> [Texte à lire]
==========
Un gros mensonge, c’est toujours plus simple que travailler sérieusement et en anticipation à des solutions d’avenir !
Mais il est vrai que la reconversion exige un effort intellectuel prolongé, un peu d’imagination, et que cela n’a jamais été le fort des décideurs en France, si l’on considère les catastrophes industrielles précédentes sur notre territoire telles que la sidérurgie ou le textile.

Deux mots sur la dangerosité d’abord, sur les lobbying ensuite, enfin sur les contrevérités en matière de coût et d’emplois.
Puis pour ceux que cela interesse, la saga EELV/PS vue par deux journalistes du MondeSamuel Laurent avec Anne-Sophie Mercier.(*v).

1. En France le MOX, connu des seuls écologistes parmi le grand public, a fait parler de lui lors de la catastrophe de Fukushima en raison de ses dangers particuliers.

Ouest France titrait alors :

Japon 13 Mars- Ouest France

Les dangers du MOX, matériau cancérigène pour combustion nucléaire

Extraits choisis :

"Le réacteur N° 3, en proie à une forte surchauffe, fonctionne au MOX, un combustible « extrêmement dangereux qui entre plus facilement en fusion que les combustibles classiques », indique RSN dimanche".
==========
> [Informations]
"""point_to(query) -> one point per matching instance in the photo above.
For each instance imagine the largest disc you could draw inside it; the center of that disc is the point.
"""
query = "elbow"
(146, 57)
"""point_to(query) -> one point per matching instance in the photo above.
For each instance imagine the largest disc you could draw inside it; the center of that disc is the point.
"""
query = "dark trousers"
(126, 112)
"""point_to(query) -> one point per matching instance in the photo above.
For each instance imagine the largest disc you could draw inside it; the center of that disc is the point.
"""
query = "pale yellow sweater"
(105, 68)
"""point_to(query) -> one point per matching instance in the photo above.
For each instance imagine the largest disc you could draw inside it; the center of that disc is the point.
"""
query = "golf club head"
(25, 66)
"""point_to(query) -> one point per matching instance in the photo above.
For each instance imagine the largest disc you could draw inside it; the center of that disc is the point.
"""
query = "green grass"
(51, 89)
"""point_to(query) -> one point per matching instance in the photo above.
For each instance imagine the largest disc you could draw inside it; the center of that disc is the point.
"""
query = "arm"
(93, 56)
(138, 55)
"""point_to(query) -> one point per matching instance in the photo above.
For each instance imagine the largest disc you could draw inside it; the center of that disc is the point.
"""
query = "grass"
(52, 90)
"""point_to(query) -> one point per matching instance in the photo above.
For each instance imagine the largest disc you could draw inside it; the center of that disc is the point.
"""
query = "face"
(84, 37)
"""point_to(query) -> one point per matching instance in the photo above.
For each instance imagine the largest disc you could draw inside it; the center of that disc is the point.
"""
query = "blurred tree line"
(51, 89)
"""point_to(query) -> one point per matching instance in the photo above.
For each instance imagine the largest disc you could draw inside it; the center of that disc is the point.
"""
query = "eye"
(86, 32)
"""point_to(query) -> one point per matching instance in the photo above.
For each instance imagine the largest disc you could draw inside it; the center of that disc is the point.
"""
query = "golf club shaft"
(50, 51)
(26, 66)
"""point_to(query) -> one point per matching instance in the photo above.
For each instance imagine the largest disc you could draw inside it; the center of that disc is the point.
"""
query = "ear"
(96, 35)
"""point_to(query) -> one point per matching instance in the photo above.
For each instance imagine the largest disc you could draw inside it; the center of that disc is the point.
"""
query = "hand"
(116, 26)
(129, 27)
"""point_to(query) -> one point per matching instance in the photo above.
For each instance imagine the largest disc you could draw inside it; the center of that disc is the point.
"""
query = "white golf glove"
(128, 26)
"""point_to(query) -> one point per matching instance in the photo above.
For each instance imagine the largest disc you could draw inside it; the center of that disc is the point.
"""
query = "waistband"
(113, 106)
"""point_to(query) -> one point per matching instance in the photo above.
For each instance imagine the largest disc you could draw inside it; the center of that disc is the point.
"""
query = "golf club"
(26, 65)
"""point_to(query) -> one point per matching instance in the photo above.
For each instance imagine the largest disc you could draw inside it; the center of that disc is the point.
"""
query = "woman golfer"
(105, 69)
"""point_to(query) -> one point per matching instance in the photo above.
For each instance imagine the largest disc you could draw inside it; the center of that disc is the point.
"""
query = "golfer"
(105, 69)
==========
> [Consignes et exercices]
**A.** Restituez fidèlement le passage du texte à lire qui va de « Mais il est » à « ses dangers particuliers. ».
**B.** Quelles catastrophes industrielles précédentes sur le territoire français le texte à lire cite-t-il en exemple ?

> [Réponses rédigées]
**A.**
Mais il est vrai que la reconversion exige un effort intellectuel prolongé, un peu d’imagination, et que cela n’a jamais été le fort des décideurs en France, si l’on considère les catastrophes industrielles précédentes sur notre territoire telles que la sidérurgie ou le textile.

Deux mots sur la dangerosité d’abord, sur les lobbying ensuite, enfin sur les contrevérités en matière de coût et d’emplois.
Puis pour ceux que cela interesse, la saga EELV/PS vue par deux journalistes du MondeSamuel Laurent avec Anne-Sophie Mercier.(*v).

1. En France le MOX, connu des seuls écologistes parmi le grand public, a fait parler de lui lors de la catastrophe de Fukushima en raison de ses dangers particuliers.

**B.** La sidérurgie et le textile.